* THE PROBLEM *
Please transcribe the records precisely; pictures stay out of your copy.

* DATASET ENTRIES *

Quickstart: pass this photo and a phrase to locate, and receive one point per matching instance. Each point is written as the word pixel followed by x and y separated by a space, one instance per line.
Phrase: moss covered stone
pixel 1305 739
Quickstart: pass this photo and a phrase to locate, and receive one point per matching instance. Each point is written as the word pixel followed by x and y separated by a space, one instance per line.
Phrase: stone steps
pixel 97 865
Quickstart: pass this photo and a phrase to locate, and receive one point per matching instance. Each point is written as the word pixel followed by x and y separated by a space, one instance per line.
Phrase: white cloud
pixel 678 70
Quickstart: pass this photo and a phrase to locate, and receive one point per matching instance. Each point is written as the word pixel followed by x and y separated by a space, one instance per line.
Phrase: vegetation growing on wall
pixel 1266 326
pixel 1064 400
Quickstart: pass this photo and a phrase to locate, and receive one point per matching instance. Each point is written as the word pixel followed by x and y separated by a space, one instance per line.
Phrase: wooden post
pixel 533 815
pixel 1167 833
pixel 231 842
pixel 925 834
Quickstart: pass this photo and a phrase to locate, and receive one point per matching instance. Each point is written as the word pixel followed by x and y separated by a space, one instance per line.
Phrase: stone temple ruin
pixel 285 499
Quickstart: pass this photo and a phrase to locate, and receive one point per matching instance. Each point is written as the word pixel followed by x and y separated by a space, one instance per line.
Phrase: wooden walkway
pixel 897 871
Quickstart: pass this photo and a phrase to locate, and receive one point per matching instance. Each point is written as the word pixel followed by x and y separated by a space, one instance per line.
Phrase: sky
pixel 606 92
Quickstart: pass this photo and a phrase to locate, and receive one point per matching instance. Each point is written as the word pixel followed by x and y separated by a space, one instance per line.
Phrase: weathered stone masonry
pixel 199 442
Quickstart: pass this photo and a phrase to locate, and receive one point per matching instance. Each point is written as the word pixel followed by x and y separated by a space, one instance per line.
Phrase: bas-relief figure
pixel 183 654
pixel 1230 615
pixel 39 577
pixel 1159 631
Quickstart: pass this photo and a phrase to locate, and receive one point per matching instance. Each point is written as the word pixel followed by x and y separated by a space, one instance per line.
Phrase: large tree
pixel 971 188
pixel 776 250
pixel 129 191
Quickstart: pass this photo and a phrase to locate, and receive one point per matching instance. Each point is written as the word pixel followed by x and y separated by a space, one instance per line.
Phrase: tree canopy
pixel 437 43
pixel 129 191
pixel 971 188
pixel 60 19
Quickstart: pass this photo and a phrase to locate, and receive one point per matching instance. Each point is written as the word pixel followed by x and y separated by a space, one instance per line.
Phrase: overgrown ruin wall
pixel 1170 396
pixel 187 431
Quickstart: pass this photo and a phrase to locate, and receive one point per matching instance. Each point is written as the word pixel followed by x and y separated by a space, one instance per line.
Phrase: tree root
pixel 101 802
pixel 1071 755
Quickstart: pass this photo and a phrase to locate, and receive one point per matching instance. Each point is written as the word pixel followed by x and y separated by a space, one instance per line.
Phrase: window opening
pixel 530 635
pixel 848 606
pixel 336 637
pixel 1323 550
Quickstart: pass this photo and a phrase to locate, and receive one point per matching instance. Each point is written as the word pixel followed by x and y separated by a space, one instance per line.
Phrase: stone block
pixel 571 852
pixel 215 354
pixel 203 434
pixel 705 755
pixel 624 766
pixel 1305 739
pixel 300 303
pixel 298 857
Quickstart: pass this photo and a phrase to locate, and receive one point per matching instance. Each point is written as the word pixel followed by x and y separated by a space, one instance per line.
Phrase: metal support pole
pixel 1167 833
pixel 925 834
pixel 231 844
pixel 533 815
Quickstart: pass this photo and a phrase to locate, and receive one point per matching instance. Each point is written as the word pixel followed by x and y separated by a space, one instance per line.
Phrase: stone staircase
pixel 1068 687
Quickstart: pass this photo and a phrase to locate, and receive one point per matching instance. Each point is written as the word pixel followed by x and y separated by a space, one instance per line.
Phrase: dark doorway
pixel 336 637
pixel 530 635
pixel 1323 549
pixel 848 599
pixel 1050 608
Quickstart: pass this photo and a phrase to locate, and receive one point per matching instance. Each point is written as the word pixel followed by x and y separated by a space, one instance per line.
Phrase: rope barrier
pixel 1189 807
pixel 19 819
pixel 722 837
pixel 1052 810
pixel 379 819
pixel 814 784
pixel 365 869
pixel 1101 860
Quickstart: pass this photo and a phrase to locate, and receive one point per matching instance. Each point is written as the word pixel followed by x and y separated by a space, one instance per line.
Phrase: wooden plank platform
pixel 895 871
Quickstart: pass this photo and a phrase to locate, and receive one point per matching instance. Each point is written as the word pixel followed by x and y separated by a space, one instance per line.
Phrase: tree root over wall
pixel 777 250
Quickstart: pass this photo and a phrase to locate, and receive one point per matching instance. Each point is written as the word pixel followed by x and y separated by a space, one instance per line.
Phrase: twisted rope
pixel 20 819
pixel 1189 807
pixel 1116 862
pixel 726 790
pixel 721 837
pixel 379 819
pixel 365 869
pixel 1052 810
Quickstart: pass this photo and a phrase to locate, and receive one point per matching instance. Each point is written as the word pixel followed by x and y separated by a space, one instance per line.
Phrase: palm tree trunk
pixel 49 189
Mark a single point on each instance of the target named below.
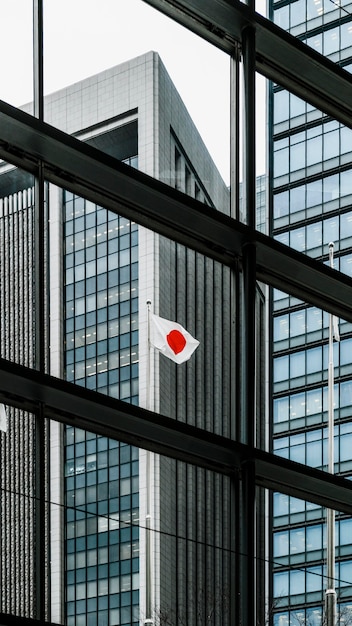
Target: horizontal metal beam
(113, 184)
(319, 81)
(70, 404)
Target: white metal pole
(148, 557)
(330, 595)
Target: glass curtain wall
(311, 208)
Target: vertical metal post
(235, 134)
(40, 350)
(248, 48)
(148, 547)
(248, 422)
(330, 594)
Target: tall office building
(311, 188)
(103, 268)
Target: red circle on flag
(176, 341)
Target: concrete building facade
(102, 270)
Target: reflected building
(102, 270)
(311, 187)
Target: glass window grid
(102, 354)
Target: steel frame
(49, 154)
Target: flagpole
(148, 557)
(330, 594)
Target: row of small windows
(302, 582)
(311, 447)
(312, 616)
(83, 565)
(312, 199)
(104, 299)
(103, 265)
(17, 202)
(119, 255)
(92, 461)
(302, 11)
(300, 541)
(311, 366)
(111, 617)
(113, 238)
(313, 402)
(99, 524)
(332, 41)
(304, 325)
(311, 147)
(315, 238)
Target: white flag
(171, 339)
(3, 418)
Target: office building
(311, 207)
(103, 269)
(54, 161)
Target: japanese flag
(171, 339)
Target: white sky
(83, 37)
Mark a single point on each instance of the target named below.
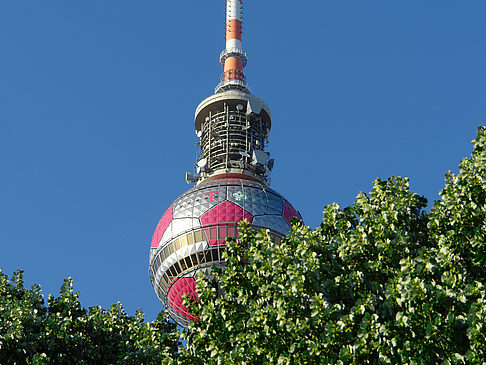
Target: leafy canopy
(65, 333)
(382, 281)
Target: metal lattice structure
(231, 183)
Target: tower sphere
(190, 236)
(231, 183)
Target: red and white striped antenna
(233, 58)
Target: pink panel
(225, 212)
(181, 287)
(161, 227)
(290, 212)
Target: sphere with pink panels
(190, 236)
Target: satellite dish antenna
(202, 162)
(190, 178)
(271, 163)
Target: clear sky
(97, 100)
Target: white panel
(233, 43)
(167, 235)
(233, 10)
(274, 222)
(182, 225)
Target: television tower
(231, 183)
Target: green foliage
(382, 281)
(65, 333)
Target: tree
(65, 333)
(382, 281)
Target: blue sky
(96, 117)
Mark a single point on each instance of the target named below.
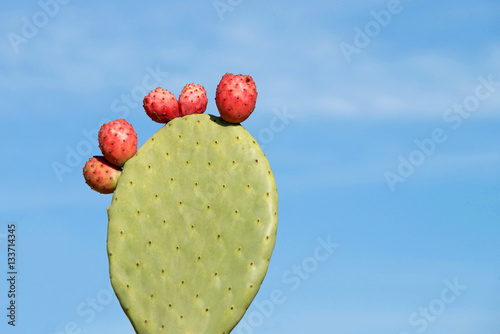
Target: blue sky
(392, 153)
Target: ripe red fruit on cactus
(235, 97)
(193, 100)
(101, 175)
(117, 141)
(161, 105)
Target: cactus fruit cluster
(193, 219)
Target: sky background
(369, 148)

* EXERCISE RESULT *
Quickstart: pass this photo and a phrase to locate, and receive one point per matching instance. Each point is written as the word pixel followed by x and y separated by a space, one instance per line.
Phrase: moss covered stone
pixel 1305 739
Quickstart: pass this photo and a phrase to locate, and receive one point per matching instance. Each point is written as the word pixel followed by x and y separated by a space, one instance per line.
Phrase: stone steps
pixel 97 865
Quickstart: pass this photo and a phrase to locate, and receive one point per matching instance. Each point is written as the word pixel followed by x and y separated by a space, one instance per line.
Phrase: white cloud
pixel 678 70
Quickstart: pass this photo and a phrase to locate, and receive one point per matching instance. Each point is written as the word pixel followed by x and y separated by a space, one instance per line.
Phrase: vegetation growing on wall
pixel 1266 326
pixel 1064 400
Quickstart: pass this photo and a phrase to locate, and receive one point per matching instance. Each point is written as the word pixel followed by x and y separated by a space, one instance per line.
Phrase: wooden post
pixel 533 815
pixel 1167 833
pixel 231 842
pixel 925 834
Quickstart: pass this photo and a phrase to locate, and receive one point per matching instance. Each point is written as the word pixel followed by x and y separated by a space, one instance per line.
Phrase: stone temple ruin
pixel 285 499
Quickstart: pass this photo and a phrase to locate, and receive one point per matching instance. Each point is written as the word pixel followed by x and y separated by a space, one instance per line.
Phrase: wooden walkway
pixel 897 871
Quickstart: pass this photo and a phrase to locate, and receive one point per matching instance. Each point is written as the word pixel followed by x and y separated by a space, one instance per line.
Phrase: sky
pixel 606 92
Quickstart: pass this photo and a phrase to locate, and receive one point per matching instance. Each point is written as the word pixel followed by x and y separated by a space, one instance per line.
Phrase: weathered stone masonry
pixel 199 442
Quickstart: pass this photo and a phrase to locate, and receive one point per matching instance. Each point is written as the word pixel followed by x and y separated by a space, one instance per line.
Phrase: bas-relief figure
pixel 183 654
pixel 1230 615
pixel 39 577
pixel 1159 631
Quickstart: pass this photo and a phrase to locate, and receive one point per matching instance. Each point is written as the word pixel followed by x and y separated by a space, one instance per line.
Phrase: large tree
pixel 971 188
pixel 776 250
pixel 129 191
Quickstart: pass this photo and a phrase to locate, and receive one point per matching instance. Each point is written as the word pixel followed by x and y separated by a space, one instance per line.
Phrase: tree canopy
pixel 437 43
pixel 129 191
pixel 971 188
pixel 60 19
Quickstart: pass this photo and a phrase to locate, and receive one point per matching instance. Each point is written as the word pixel followed by x and y separated by a space, one instance per line.
Phrase: overgrown ruin wall
pixel 1170 396
pixel 187 431
Quickstart: pass this photo and a phrase to locate, and receive one point per matching instance. Each point is written as the word pixel followed by x and y separated by a space, one instance per line.
Phrase: tree root
pixel 101 802
pixel 1071 755
Quickstart: pass this photo and a phrase to locate, and receive one point per matching instance. Each point is written as the word pixel followed by x and y separated by a space, one instance per line.
Phrase: window opening
pixel 530 635
pixel 848 606
pixel 336 637
pixel 1323 550
Quickstart: pass this photo and a phrase to locate, and receive one point per matching instance. Each point is written as the word pixel followed by x and y separated by a space, one instance per line.
Phrase: stone block
pixel 571 852
pixel 215 354
pixel 203 434
pixel 705 755
pixel 624 766
pixel 1305 739
pixel 300 303
pixel 298 857
Quickstart: pass this photo and a phrase to locate, and receive one point per matching instance. Each point is written as the word pixel followed by x and y separated by a space, one instance per line.
Phrase: metal support pole
pixel 1167 833
pixel 925 834
pixel 231 844
pixel 533 815
Quickstart: pass this photo and a phrase to locate, and receive one point per matching instance. Each point is written as the word pixel followed by x and y separated by a space, one instance per line.
Phrase: stone staircase
pixel 1068 687
Quickstart: pass this photo and a phrase to locate, and receive one point per matching instance. Each point is written as the word pixel followed by x and y separated by a space, one instance per line.
Phrase: dark doorway
pixel 336 637
pixel 530 635
pixel 1323 549
pixel 848 599
pixel 1050 608
Quickstart: pass this photo and a phrase to locate, and receive one point per matching instance. Each point is written as the word pixel followed by x and y separated by a space, one instance per line.
Phrase: rope barrier
pixel 1189 807
pixel 19 819
pixel 722 837
pixel 1052 810
pixel 379 819
pixel 814 784
pixel 365 869
pixel 1101 860
Quickstart: pass this photo and a phrase to locate, and receive one point per matching instance. Each point is written as the word pixel followed by x and y separated by a space, one instance per line.
Phrase: wooden plank platform
pixel 895 871
Quickstart: pass this photo and a phrase to locate, and receive one point per matching instance. Each point is written as the word pixel followed by x and y separated by a space, one instance per line.
Phrase: tree root over wall
pixel 777 250
Quickstart: pass this photo and a phrase to locate, and receive one point per matching instance. Each point is written as the word pixel followed by x and y separated by a space, one instance per line.
Phrase: twisted rope
pixel 20 819
pixel 1189 807
pixel 1116 862
pixel 726 790
pixel 721 837
pixel 379 819
pixel 365 869
pixel 1052 810
Quickstart: pass this photo and a phrase to locate, and receive one point per matching instance. Each point is written as the word pixel followed by x and y separated by a space, one instance per line.
Phrase: palm tree trunk
pixel 49 189
Mark a single point on each instance of the target named below.
Target: horizontal metal beam
(113, 184)
(319, 81)
(70, 404)
Target: white metal pole
(148, 557)
(330, 595)
Target: glass curtain wall
(311, 208)
Target: vertical metal post
(235, 134)
(40, 350)
(248, 48)
(148, 547)
(248, 422)
(330, 594)
Target: tall office building
(311, 188)
(103, 268)
Target: red circle on flag
(176, 341)
Target: concrete building facade
(102, 270)
Target: reflected building
(102, 270)
(311, 187)
Target: glass window grid
(102, 354)
Target: steel frame
(49, 154)
Target: flagpole
(148, 557)
(330, 594)
Target: row of small windows
(302, 582)
(311, 447)
(312, 616)
(83, 565)
(312, 199)
(104, 299)
(103, 265)
(17, 202)
(119, 255)
(92, 461)
(302, 11)
(300, 541)
(311, 366)
(111, 617)
(113, 238)
(313, 402)
(99, 524)
(332, 41)
(304, 325)
(311, 147)
(315, 238)
Target: white flag
(171, 339)
(3, 418)
Target: office building
(311, 207)
(103, 269)
(54, 161)
Target: japanese flag
(171, 339)
Target: white sky
(83, 37)
Mark a single point on each instance of the target named below.
Target: leafy canopy
(65, 333)
(382, 281)
Target: metal lattice structure
(231, 183)
Target: tower sphere
(190, 236)
(231, 183)
Target: red and white striped antenna
(233, 58)
Target: pink panel
(225, 212)
(181, 287)
(161, 227)
(290, 212)
Target: sphere with pink panels
(190, 236)
Target: satellite dish antenna
(202, 162)
(190, 178)
(271, 163)
Target: clear sky
(97, 100)
Target: white panel
(233, 43)
(167, 235)
(233, 10)
(274, 222)
(182, 225)
Target: television tower
(231, 183)
Target: green foliage
(382, 281)
(65, 333)
Target: tree
(65, 333)
(382, 281)
Target: blue sky
(96, 117)
Mark a single point on each instance of the target named below.
Target: blue sky
(392, 153)
Target: ripe red fruit on cactus
(235, 97)
(193, 100)
(101, 175)
(117, 141)
(161, 105)
Target: cactus fruit cluster
(193, 219)
Target: sky background
(369, 148)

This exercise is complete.